→ **Exercise goal**
Since pictures do not belong in the copy, please repeat every record below exactly without them.

→ **Material for the task**
-.-.-
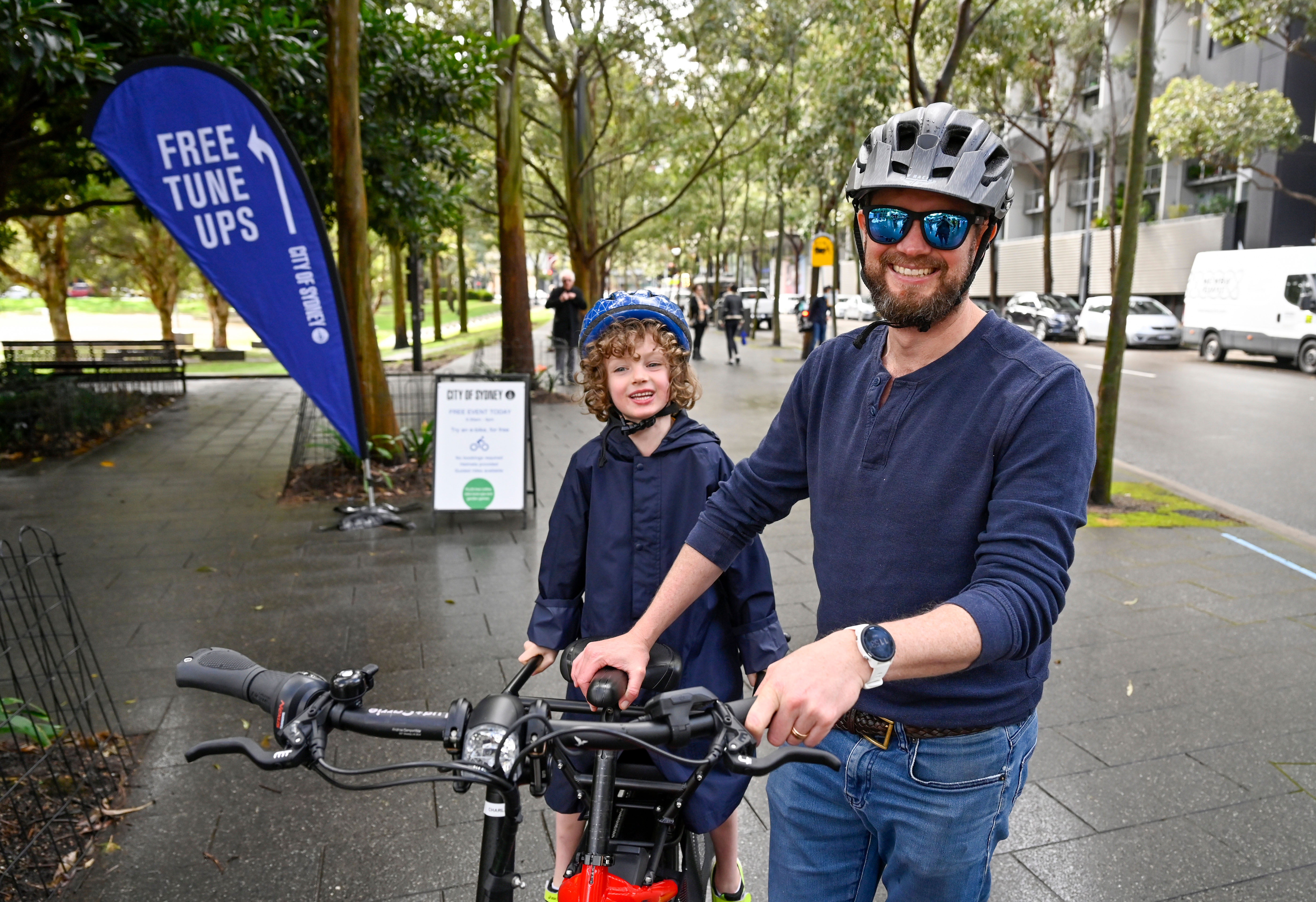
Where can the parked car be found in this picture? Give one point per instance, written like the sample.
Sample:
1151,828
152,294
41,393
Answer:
1260,301
1047,316
1151,324
855,307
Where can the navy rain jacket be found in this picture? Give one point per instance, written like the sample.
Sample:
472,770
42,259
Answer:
967,486
617,530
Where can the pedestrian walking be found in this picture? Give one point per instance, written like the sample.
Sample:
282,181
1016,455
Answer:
734,315
818,320
699,313
567,305
947,456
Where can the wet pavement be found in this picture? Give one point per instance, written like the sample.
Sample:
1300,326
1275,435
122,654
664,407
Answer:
1177,756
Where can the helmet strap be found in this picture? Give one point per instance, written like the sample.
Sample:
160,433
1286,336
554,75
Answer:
619,423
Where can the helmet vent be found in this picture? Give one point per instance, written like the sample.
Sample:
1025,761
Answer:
906,135
997,165
956,137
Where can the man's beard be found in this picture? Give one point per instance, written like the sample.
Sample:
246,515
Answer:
908,311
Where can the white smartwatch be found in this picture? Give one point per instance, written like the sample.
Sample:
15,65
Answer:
877,647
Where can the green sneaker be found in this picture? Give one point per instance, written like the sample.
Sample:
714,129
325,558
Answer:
-.-.-
→ **Task response**
Where can the parked car be found in this picture? Give one point per instance, written like the sample.
Sample:
1151,828
152,294
41,393
Answer:
1260,301
1047,316
1151,324
855,307
Where can the navy rain jacket be found in this picture? Give one point per instance, written like the sample.
Sample:
472,770
42,259
Answer:
967,486
617,530
Where can the pedestrian walking be found in this picture? Give one point per instance, written like the sample.
Sample:
282,181
1016,455
Answer:
734,315
818,320
699,313
567,305
947,456
Where can the wet pavement be found in this picture? Give one point per instance, written like the sample.
Sample:
1300,326
1275,435
122,654
664,407
Answer:
1177,756
Where can the helmet strap be found in this picture? Give one point per instance, written like the sample.
Sample:
160,433
1286,336
554,75
Answer:
619,423
Where can the helmet vent be found in this picture? Give one point per instance, written like the sample.
Sample:
1025,761
Answer:
906,135
997,165
956,137
Where can the man's beard be found in this picture? Give one point per instance, written like the sample.
Sample:
246,515
Answer:
908,311
Where can the white smartwatch be found in this picture? Give one point per instance, written like the sample.
Sample:
15,65
Answer:
877,647
Where can the green sneaker be found in this picture? Give one point per instance, written like the sample.
Sample:
714,129
325,558
Answer:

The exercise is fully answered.